Image point grounding data
┄┄┄┄┄┄┄┄┄┄

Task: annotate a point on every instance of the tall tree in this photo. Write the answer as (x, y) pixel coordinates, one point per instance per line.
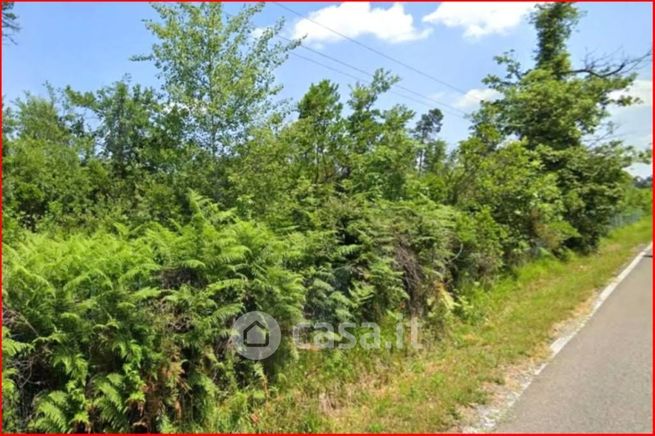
(9, 21)
(217, 67)
(551, 108)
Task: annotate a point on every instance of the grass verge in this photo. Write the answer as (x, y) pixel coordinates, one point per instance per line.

┄┄┄┄┄┄┄┄┄┄

- [About this task] Exactly as written, give every entry again, but not the pictures.

- [Final answer]
Task: annotate a point on every instance of the tall tree in this photo. Write the answer as (x, y) pixel coordinates, one point per instance per line.
(9, 21)
(217, 67)
(551, 108)
Task: annotate a point on every instance of the grass verge in this photo. Write the answer as (x, y) pixel coordinates, one point per instance per line.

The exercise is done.